Source passage:

* * *

Knowm Wants to Meld Memory and CPU Onto Single Chip
Racing Moore’s Law, company building neuromemristive processor
July 7, 2015
Aiming to become one of the first IT vendors to bring memristor processor technology to market, Knowm today revealed that it is building a neuromemristive processor that learns and adapts to how data streams actually behave.
After more than 13 years of development, the primary goal is to eliminate any distinction between processors and memory, Knowm CEO Alex Nugent said. In its place, memristors provide a form of non-volatile memory that combines both functions in a single processor.
Knowm is still quite a way from building the actual neuromemristive processor. But it is releasing a Knowm Developer Program under which developers can start to build applications on processors capable of emulating how a neuromemristive processor will operate.
“Our goal is to build the entire stack,” Nugent said. “But right now we’re focusing on the scaffolding.”
The effort is an outgrowth of a project funded by the Defense Advanced Research Projects Agency (DARPA) that makes use of Thermodynamic RAM (kT-RAM) that is being developed around an AHaH theory of computing, based on the way nature and biological nervous systems process data.

* * *

Data excerpts:

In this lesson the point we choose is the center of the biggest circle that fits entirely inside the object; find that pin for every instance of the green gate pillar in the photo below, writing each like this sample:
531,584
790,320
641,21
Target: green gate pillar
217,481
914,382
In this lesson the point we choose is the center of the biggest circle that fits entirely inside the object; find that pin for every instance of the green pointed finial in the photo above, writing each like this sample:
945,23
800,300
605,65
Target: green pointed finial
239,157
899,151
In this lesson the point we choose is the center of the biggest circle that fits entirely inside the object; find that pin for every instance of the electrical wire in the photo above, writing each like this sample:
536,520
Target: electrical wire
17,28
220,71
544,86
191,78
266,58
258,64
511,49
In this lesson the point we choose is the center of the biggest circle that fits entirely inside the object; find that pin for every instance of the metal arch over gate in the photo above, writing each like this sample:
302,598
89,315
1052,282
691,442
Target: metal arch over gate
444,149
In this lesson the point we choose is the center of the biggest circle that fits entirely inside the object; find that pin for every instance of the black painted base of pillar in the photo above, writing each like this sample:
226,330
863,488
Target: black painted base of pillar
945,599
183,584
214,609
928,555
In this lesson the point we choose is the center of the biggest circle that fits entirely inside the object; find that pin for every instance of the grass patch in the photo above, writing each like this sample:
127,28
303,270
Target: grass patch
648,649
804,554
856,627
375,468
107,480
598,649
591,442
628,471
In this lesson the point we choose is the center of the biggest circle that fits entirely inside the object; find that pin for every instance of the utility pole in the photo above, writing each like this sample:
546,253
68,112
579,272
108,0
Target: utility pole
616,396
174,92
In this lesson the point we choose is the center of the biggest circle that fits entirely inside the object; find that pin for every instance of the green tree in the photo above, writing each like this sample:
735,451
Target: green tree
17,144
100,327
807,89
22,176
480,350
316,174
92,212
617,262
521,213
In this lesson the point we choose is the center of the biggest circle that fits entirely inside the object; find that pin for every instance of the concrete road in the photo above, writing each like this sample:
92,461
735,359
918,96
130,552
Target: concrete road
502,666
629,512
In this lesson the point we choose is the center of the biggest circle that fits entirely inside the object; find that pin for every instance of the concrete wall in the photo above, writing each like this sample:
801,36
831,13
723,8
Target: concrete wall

* * *

According to the article about Knowm, how many years of development have gone into the company's effort? Answer from the article alone, not from the rows.

Written response: More than 13 years.